Entries supplied:

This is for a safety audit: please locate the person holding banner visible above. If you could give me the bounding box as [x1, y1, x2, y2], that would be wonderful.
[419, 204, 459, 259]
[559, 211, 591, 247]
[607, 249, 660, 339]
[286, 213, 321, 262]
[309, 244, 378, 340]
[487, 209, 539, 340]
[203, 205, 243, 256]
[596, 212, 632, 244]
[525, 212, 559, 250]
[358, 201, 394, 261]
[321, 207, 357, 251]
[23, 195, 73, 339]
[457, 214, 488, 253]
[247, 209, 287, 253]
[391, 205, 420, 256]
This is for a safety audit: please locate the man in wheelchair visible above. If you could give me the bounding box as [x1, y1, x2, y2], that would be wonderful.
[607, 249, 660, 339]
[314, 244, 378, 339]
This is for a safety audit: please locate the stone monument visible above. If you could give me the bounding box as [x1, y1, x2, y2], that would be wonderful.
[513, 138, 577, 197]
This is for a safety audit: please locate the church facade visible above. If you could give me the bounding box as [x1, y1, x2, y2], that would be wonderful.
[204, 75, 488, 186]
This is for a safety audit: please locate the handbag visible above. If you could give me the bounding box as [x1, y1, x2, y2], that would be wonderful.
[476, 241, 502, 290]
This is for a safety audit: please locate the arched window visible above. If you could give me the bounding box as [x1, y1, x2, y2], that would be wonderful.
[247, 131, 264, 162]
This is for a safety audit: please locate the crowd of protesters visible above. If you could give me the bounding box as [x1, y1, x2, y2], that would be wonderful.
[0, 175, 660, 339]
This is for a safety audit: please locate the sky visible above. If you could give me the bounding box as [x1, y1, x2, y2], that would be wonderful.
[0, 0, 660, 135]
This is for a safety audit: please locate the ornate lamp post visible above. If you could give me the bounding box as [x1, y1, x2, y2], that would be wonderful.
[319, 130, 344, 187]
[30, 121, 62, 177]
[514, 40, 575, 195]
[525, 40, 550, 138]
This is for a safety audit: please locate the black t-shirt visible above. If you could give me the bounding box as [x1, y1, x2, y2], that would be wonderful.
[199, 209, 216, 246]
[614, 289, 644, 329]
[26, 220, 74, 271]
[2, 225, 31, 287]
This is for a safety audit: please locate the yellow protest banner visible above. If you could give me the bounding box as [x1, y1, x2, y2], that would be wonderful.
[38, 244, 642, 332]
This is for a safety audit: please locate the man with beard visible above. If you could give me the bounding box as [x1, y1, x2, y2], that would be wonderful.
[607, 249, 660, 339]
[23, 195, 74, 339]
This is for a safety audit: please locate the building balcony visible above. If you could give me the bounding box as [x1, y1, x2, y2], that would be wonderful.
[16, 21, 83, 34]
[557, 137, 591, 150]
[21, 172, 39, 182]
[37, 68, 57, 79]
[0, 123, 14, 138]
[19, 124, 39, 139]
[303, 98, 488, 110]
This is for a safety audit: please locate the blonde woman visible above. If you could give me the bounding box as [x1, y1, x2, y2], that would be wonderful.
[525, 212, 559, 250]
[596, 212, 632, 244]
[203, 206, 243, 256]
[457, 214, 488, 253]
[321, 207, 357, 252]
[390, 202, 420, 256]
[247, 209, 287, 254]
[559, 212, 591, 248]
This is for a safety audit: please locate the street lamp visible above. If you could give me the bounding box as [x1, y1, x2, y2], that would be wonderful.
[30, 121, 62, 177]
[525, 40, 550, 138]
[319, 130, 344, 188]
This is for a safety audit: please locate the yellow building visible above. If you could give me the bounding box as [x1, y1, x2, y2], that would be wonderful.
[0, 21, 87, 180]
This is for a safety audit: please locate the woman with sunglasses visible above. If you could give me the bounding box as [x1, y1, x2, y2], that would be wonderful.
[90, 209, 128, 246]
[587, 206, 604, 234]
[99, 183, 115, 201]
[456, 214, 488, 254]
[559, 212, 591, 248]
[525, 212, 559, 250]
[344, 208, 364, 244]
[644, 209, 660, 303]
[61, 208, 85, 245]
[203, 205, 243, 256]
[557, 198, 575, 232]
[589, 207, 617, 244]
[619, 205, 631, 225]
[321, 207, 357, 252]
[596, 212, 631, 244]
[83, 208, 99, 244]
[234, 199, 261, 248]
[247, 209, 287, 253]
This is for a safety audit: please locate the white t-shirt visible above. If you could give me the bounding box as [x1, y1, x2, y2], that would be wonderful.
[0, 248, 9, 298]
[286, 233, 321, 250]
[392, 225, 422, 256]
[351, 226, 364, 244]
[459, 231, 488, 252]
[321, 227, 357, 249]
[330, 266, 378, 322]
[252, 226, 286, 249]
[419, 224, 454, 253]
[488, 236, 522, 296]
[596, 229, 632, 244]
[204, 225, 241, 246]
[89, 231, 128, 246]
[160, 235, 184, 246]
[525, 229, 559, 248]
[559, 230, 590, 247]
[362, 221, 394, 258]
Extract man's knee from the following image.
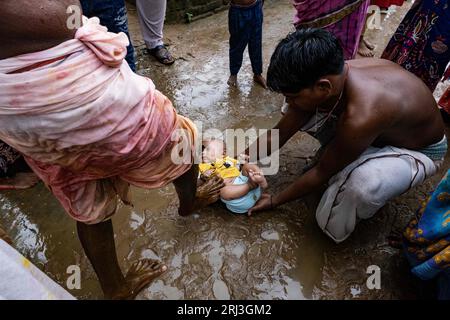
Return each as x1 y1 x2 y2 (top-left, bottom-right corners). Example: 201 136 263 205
341 168 386 205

Challenge: Lay out every item above as a JSON list of strings, one string per line, without blank lines. Leave the pictures out of the list.

Expected answer:
[
  "This is for a safety audit: please locate the person holding banner visible above. If you could give me the bounding box as [x1, y1, x2, y2], that would be wonderful.",
  "[419, 204, 459, 259]",
  "[559, 211, 591, 247]",
  "[607, 249, 660, 339]",
  "[286, 213, 321, 262]",
  "[309, 244, 378, 340]",
  "[487, 209, 539, 340]",
  "[203, 205, 243, 256]",
  "[596, 212, 632, 244]",
  "[525, 212, 559, 250]",
  "[358, 201, 394, 261]",
  "[321, 207, 357, 251]",
  "[23, 195, 73, 339]",
  "[457, 214, 488, 253]",
  "[247, 209, 287, 253]",
  "[391, 205, 420, 256]",
  "This is for a safety audit: please locate the man in wheelchair visible above. If you could give me the bounding box as [x1, y1, x2, y2], that would be wonderful.",
  "[607, 249, 660, 339]",
  "[314, 244, 378, 339]",
  "This is for a safety audit: please locate the stone monument visible above. If you could give me the bounding box as [x1, y1, x2, y2], that would be wonderful.",
  "[513, 138, 577, 197]",
  "This is for a safety audit: please locate the church facade visible above. If you could give me the bounding box as [x1, y1, x2, y2], that would be wonderful.",
  "[204, 75, 488, 186]",
  "This is for a safety audit: please locate the handbag visible above. If you could give me the bounding box as [x1, y1, x2, y2], that would be wonderful.",
  "[476, 241, 502, 290]",
  "This is for a safety audit: please locate the arched window visible above. If you could give me the bounding box as [x1, y1, x2, y2], that would be wonderful.",
  "[247, 131, 264, 162]",
  "This is for a safety audit: please locate the crowd of protesters visible above. If you could give me the bounding box as [x1, y1, x2, y2], that would be wonderful.",
  "[0, 175, 660, 339]",
  "This is for a safety audit: please locate the sky visible above. If you could give me the bounding box as [x1, y1, x2, y2], that would be wonderful.",
  "[0, 0, 660, 135]",
  "This is for a safety audit: please locate the ornate lamp post visible above. If you could give me the bounding box as [x1, y1, x2, y2], that would be wonderful.",
  "[319, 130, 344, 187]",
  "[30, 121, 62, 177]",
  "[514, 40, 575, 195]",
  "[525, 40, 550, 138]",
  "This is for a safety audit: please locate the black t-shirt visible above. If you could give me the bounding box as [x1, y1, x2, y2], that would be wonderful.",
  "[199, 209, 216, 246]",
  "[614, 289, 644, 329]",
  "[26, 220, 74, 271]",
  "[2, 225, 31, 287]",
  "This is for a safety audit: please locate the yellow protest banner visible above. If you could give me the bounding box as [x1, y1, x2, y2], that would be wonderful.",
  "[38, 244, 642, 332]",
  "This is for a safety audit: please locate the man with beard visible above. If you could give me the bounding box as [x1, y1, x2, y2], that would be wonderful.",
  "[607, 249, 660, 339]",
  "[23, 195, 74, 339]",
  "This is for a safety audit: please locate the building balcony visible above. If you could give me the bounding box as [x1, y1, x2, y2], that would be wonderful.",
  "[16, 21, 83, 34]",
  "[557, 137, 591, 150]",
  "[21, 172, 39, 182]",
  "[37, 68, 57, 79]",
  "[0, 123, 14, 138]",
  "[19, 124, 39, 139]",
  "[303, 98, 488, 110]",
  "This is for a safety audit: please locate the blonde woman visible above. If you could give me the bounding box as [x1, y1, x2, y2], that would be wonderful.",
  "[525, 212, 559, 250]",
  "[596, 212, 632, 244]",
  "[203, 206, 243, 256]",
  "[457, 214, 488, 253]",
  "[321, 207, 357, 252]",
  "[390, 202, 420, 256]",
  "[247, 209, 287, 254]",
  "[559, 212, 591, 248]",
  "This is for a safety audit: please locate the street lamp visible above. If you could give me the bounding box as [x1, y1, x2, y2], that would be wonderful.",
  "[30, 121, 62, 177]",
  "[525, 40, 550, 138]",
  "[319, 130, 344, 188]",
  "This is for a safety audit: please locate the yellow building visible above. If you could give me the bounding box as [x1, y1, x2, y2], that would be wonderful.",
  "[0, 21, 87, 180]",
  "This is for a safety audit: please locate the woman with sunglasses visible above. If you could give me the bounding box as [x1, y1, x2, y2], that would be wonderful.",
  "[90, 209, 128, 246]",
  "[587, 206, 604, 234]",
  "[99, 183, 115, 201]",
  "[456, 214, 488, 254]",
  "[559, 212, 591, 248]",
  "[525, 212, 559, 250]",
  "[344, 208, 364, 244]",
  "[644, 209, 660, 303]",
  "[61, 208, 85, 245]",
  "[203, 205, 243, 256]",
  "[557, 198, 575, 232]",
  "[589, 207, 617, 244]",
  "[619, 205, 631, 225]",
  "[321, 207, 357, 252]",
  "[596, 212, 631, 244]",
  "[83, 208, 99, 244]",
  "[234, 199, 261, 248]",
  "[247, 209, 287, 253]",
  "This is for a safety audit: please locate the white t-shirt visible above. If you could give me the bounding box as [x1, y1, x2, y2], that would be wonderful.",
  "[0, 248, 9, 298]",
  "[286, 233, 321, 250]",
  "[392, 225, 422, 256]",
  "[351, 226, 364, 244]",
  "[459, 231, 488, 252]",
  "[321, 227, 357, 249]",
  "[330, 266, 378, 322]",
  "[252, 226, 286, 249]",
  "[419, 224, 454, 253]",
  "[488, 236, 522, 296]",
  "[596, 229, 632, 244]",
  "[204, 225, 241, 246]",
  "[89, 231, 128, 246]",
  "[160, 235, 184, 246]",
  "[525, 229, 559, 248]",
  "[559, 230, 590, 247]",
  "[362, 221, 394, 258]",
  "Extract man's knee from the following image.",
  "Return each as x1 y1 x2 y2 (top-left, bottom-right corners). Example: 201 136 263 205",
  "341 168 386 205"
]